WORK TASK =
Keep only the lines of the material below that contain the word "clicks". Copy those lines.

--- EXERCISE DATA ---

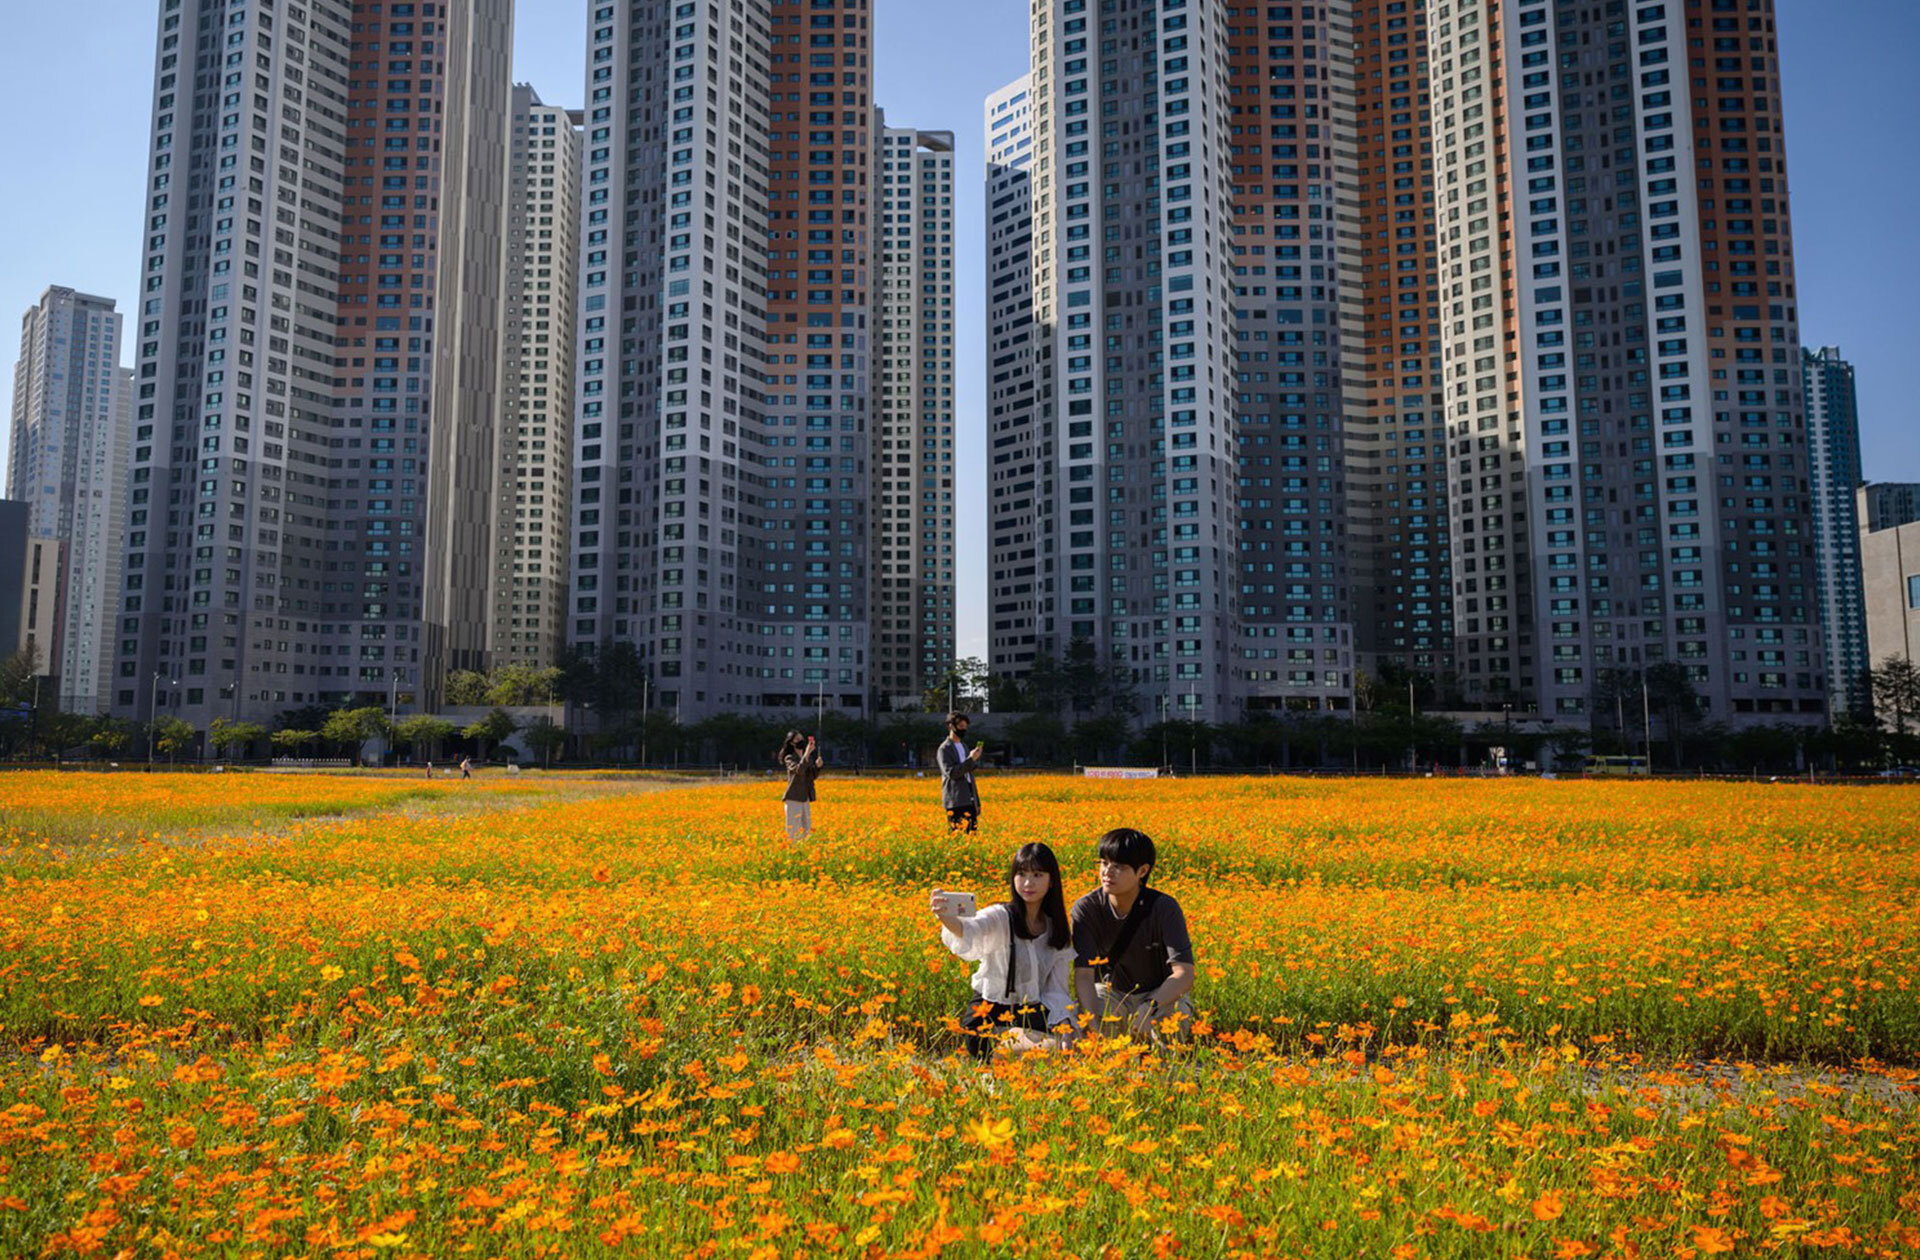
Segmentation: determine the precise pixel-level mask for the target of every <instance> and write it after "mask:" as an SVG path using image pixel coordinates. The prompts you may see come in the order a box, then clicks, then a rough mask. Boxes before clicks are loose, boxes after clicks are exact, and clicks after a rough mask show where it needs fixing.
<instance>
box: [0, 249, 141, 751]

---
--- EXERCISE DATA ---

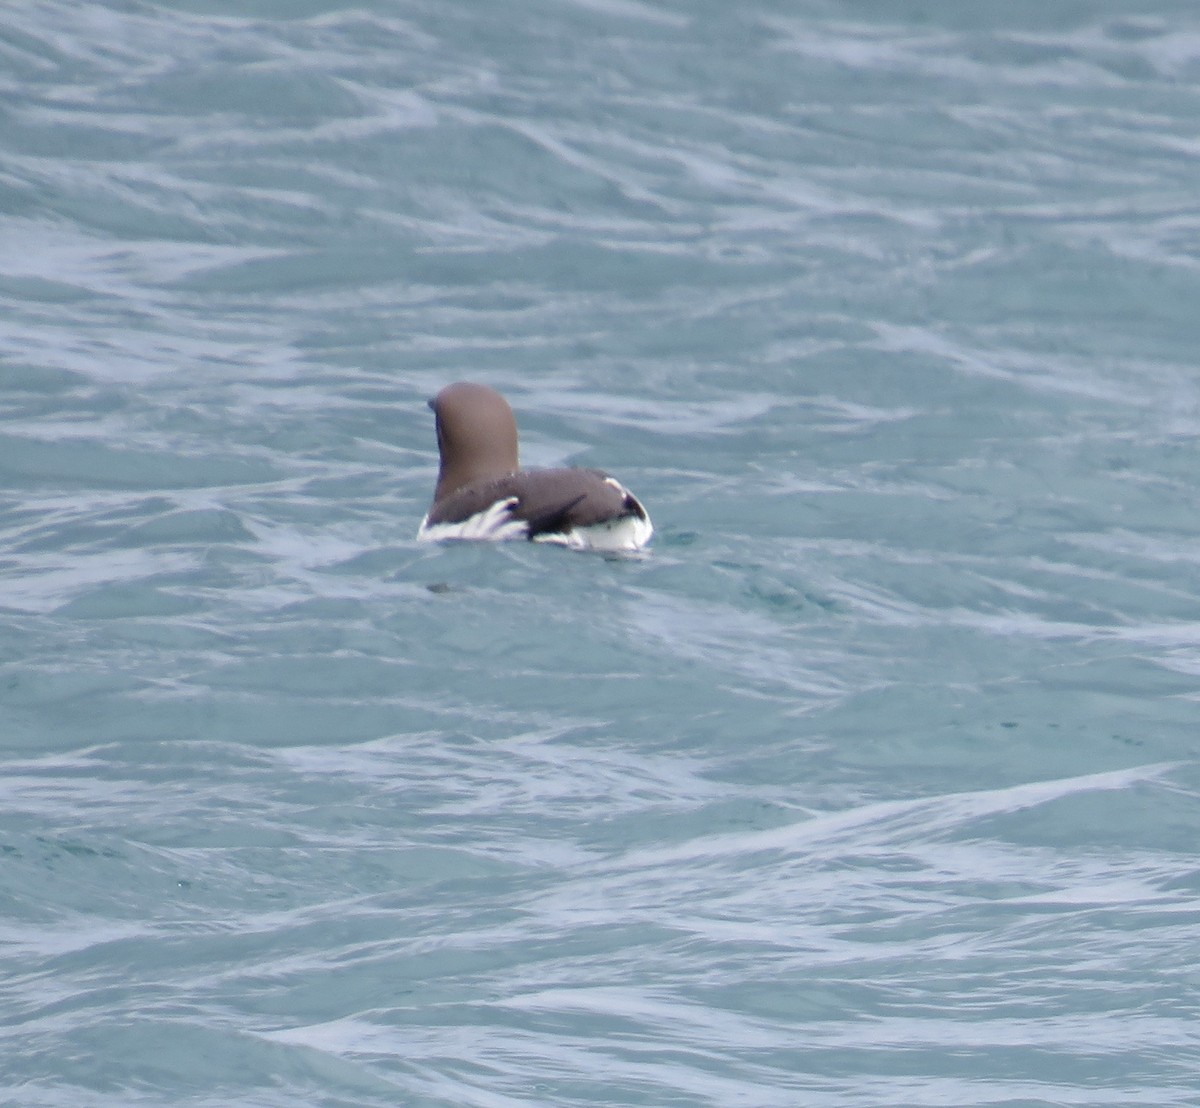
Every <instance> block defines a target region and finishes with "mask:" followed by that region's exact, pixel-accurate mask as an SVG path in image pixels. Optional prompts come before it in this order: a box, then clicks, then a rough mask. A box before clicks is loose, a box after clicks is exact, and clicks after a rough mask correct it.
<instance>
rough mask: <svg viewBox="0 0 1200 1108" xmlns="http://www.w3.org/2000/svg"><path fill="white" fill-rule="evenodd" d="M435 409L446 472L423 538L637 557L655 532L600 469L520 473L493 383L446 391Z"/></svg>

---

YOUR SOLUTION =
Segmentation: determine the precise pixel-level mask for the target of every <instance> and write it after "mask:" as an SVG path using image pixel coordinates. The prompts you may see come in the order a box, then clicks, then a rough mask. Boxes before clicks are loose, boxes after clicks are exact, and clicks after a rough mask show where it needs fixing.
Every <instance> block defines a target region and finishes with "mask:" followed by that region's exact, pixel-accurate mask as an SVG path in image pixels. Optional prompts come before it in this order: a box, then clicks, then a rough mask. A box before clicks is loose, a box after clicks is exact, and clicks after a rough mask correct it.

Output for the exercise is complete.